**TASK**
Keep images out and repeat all data exactly.

**SOURCE INFORMATION**
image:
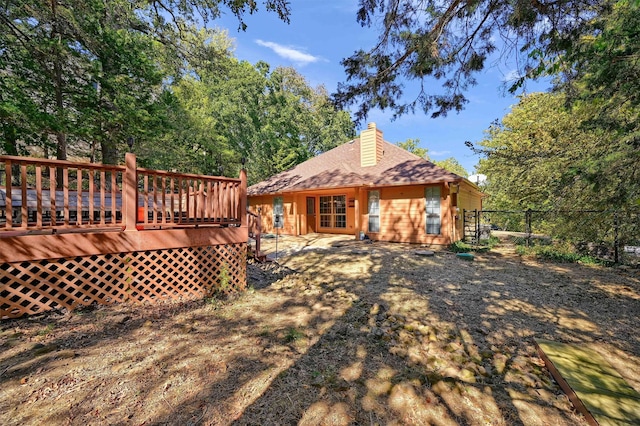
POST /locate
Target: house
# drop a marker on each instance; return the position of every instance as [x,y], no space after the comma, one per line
[367,187]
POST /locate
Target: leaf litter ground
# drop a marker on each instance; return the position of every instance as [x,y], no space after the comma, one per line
[337,332]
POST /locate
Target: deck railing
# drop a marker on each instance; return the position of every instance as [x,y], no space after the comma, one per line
[60,196]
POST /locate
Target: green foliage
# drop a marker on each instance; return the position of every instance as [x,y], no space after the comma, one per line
[83,78]
[451,42]
[483,245]
[543,156]
[461,247]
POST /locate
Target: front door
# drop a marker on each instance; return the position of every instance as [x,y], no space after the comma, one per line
[311,215]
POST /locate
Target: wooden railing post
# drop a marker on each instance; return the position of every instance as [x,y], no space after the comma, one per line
[130,193]
[243,198]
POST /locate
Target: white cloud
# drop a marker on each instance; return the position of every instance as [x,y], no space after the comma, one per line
[295,55]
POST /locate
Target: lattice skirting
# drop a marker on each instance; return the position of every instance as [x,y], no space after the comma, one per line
[183,273]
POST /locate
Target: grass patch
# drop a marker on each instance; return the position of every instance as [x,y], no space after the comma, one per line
[483,245]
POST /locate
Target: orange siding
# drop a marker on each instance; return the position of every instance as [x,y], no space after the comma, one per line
[402,213]
[402,216]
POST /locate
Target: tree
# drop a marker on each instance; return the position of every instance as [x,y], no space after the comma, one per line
[452,165]
[413,146]
[87,71]
[427,40]
[541,156]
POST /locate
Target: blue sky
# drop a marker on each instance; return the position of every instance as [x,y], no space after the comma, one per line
[322,33]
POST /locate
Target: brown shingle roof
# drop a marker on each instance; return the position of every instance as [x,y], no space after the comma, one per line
[340,167]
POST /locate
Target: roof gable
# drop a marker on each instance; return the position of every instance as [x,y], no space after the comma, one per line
[340,167]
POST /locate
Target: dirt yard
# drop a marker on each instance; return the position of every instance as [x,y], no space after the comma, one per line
[339,332]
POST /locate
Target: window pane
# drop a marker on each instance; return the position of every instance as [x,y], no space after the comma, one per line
[325,205]
[325,221]
[278,206]
[340,204]
[432,197]
[278,212]
[374,224]
[374,211]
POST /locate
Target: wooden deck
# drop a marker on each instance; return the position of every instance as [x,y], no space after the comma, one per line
[73,234]
[596,389]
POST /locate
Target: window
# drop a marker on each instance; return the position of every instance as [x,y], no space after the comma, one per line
[333,211]
[432,196]
[374,211]
[278,212]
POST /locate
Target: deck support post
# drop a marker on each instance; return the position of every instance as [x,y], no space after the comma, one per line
[243,198]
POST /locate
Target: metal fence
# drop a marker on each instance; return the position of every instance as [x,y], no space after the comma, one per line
[608,234]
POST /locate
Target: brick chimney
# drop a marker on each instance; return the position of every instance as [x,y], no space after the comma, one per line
[370,146]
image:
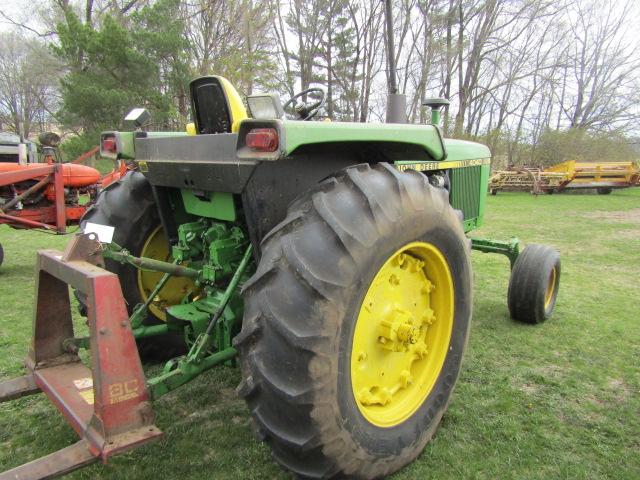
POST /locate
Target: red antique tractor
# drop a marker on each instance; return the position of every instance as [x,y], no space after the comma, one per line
[49,195]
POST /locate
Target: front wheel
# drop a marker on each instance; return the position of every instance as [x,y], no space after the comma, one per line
[128,206]
[534,284]
[355,324]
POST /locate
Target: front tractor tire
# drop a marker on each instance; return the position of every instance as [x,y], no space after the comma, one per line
[355,324]
[534,284]
[129,206]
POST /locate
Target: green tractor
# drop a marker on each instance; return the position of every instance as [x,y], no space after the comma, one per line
[349,242]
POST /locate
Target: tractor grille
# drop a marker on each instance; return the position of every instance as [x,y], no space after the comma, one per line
[465,190]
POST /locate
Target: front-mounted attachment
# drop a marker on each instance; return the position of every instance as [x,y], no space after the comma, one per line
[107,404]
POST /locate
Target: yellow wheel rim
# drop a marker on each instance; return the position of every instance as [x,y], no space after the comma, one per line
[551,287]
[157,247]
[402,334]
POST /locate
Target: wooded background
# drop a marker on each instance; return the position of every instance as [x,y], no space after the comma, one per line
[538,81]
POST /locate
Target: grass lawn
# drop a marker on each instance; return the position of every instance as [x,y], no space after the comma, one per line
[557,400]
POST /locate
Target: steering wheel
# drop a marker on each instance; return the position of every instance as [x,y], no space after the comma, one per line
[306,111]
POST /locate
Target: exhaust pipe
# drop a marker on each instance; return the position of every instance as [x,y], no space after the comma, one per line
[396,102]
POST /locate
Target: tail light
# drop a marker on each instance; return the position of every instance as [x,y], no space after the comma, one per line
[262,139]
[109,145]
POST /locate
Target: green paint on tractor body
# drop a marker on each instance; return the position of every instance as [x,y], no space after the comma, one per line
[219,197]
[217,205]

**SOLUTION FOR THIS TASK**
image:
POST /locate
Target: house
# drop a marker on each instance; return the position of every instance as [x,y], no space after the comma, one per line
[367,187]
POST /locate
Target: leaf litter ground
# drop a marker on each instance; return the position of every instance as [x,y], no space after the comma, one per line
[337,332]
POST /locate
Target: deck railing
# drop a marker on each instance; return the position of every instance as [x,y], no space after the comma, one per line
[60,196]
POST /locate
Target: green foliage
# drop a marker on each instance; return the position of every instance as [x,y], no space after the comma, one per line
[83,78]
[451,42]
[483,245]
[543,156]
[461,247]
POST /locate
Target: front door
# drop a marker on each instance; return the position of every instance as [x,y], no space after the comma, one per line
[311,215]
POST /locate
Target: wooden railing post
# drop a marker on each instance; return the position of every instance as [x,y], no space after the comma, one per line
[130,193]
[243,198]
POST /locate
Target: white cloud
# drop a marker on each instance; return the position of every instance as [x,y], no space after the comma, one per line
[295,55]
POST /locate
Target: lattice skirting
# drop a marker on each instance; return the position of every instance as [x,y], no space after the comma, one per line
[183,273]
POST /locate
Target: grass patch
# drop a marker on each instance; return the position of every instance as [x,y], no space after the comma, one per line
[483,245]
POST /locate
Target: orange siding
# drop a marker on each instance; return the position of every instance as [x,y], no space after the comma, one per line
[402,213]
[402,216]
POST /locate
Target: tree
# drop a marker on each instance; return the position of every instance as [x,y], no space after the comma, one per line
[452,165]
[413,146]
[87,71]
[427,40]
[541,156]
POST /locate
Target: blue sky
# drop a marker on each instance; return the position of every instance as [x,y], no space after the comma, one per line
[322,33]
POST /locate
Target: brown shingle roof
# drop a marker on each instance; return the position of every instance as [x,y], no space after the comma, one per line
[340,167]
POST /locate
Target: roof gable
# drop a marker on each instance; return the position of every instance as [x,y], no space after the comma, one per line
[340,167]
POST /locate
Target: dirt yard
# drop a marker on each instance; return the position of every instance as [x,y], no space after the comma, one per line
[339,332]
POST /locate
Target: window pane
# drop a marker on each instance; return the position of every instance as [x,y], no space after the comma, one per line
[325,205]
[325,221]
[278,206]
[340,204]
[432,197]
[278,212]
[374,224]
[374,211]
POST /locate
Target: wooden deck
# drop a marker on each instance; return the position of every instance as [x,y], no space after the comma, one per line
[73,234]
[596,389]
POST /locate
Target: window
# drop a marker on each instance; return the position of every instance as [x,y], no space after the comma, one per line
[333,211]
[432,196]
[374,211]
[278,212]
POST /locate
Target: deck support post
# drop a marker on each instance; return the position of every instance as [x,y], no space after the comma, one per line
[243,198]
POST /locate
Target: metal fence
# drop a marker on each instance; return the position of every instance as [x,y], no space after the comma, one per line
[608,234]
POST /locate
Target: brick chimney
# drop a marker on each instance; return the position of every instance as [x,y], no space after the comma, one per line
[370,146]
image:
POST /locate
Target: red antique tractor
# drop a marker on each instance; return the position of every instance as [x,y], no space after the comma, one per line
[49,195]
POST /locate
Target: front wheel
# drop a marker on each instance; return the position of every instance as [x,y], no space after the comma, one per line
[128,206]
[534,284]
[355,324]
POST /locate
Target: front tractor tire
# drop a marker on each instance; return the position of every instance as [x,y], no space after the comma, one per line
[355,324]
[534,284]
[129,206]
POST /locate
Target: green tractor
# drop a marker on each instance; return the position of every instance as [x,y], no space after the comma, one per line
[349,242]
POST /locate
Target: tractor grille
# drop a marker on each instance; return the position of every instance as [x,y], no space after the comma, one per line
[465,190]
POST /locate
Target: front-mounted attachment
# drop a marker on each instance; return the position of every instance as [x,y], no space after the comma, one per line
[107,404]
POST /locate
Target: yellow wheel rim
# drop a marker on each instance; return the position of every instance as [x,y], no space after the comma, one per line
[551,287]
[157,247]
[402,334]
POST /locate
Target: wooded background
# drop a marker on each instance; return the position of every instance as [x,y], no space after the comma, one per line
[538,81]
POST /locate
Target: grass lawn
# drop a marker on each instance; return the position of every instance as [x,y], no space after the comma, one per line
[557,400]
POST /locate
Target: steering wheel
# drop a marker on each instance; return the position of every instance as [x,y], no space after the comma, one per line
[306,111]
POST /locate
Target: exhaust pipe
# drop a marker on each instance; return the position of every instance as [x,y], no space after the comma, one per line
[396,102]
POST /locate
Target: tail light
# drop a marker on each instance; return the position of every instance as [x,y], no space after the comma, one per line
[262,139]
[109,145]
POST /locate
Target: green paint on tractor body
# drop a marker on each instance; return the position of every instance as [x,y], no space after the comma, one per line
[219,197]
[217,205]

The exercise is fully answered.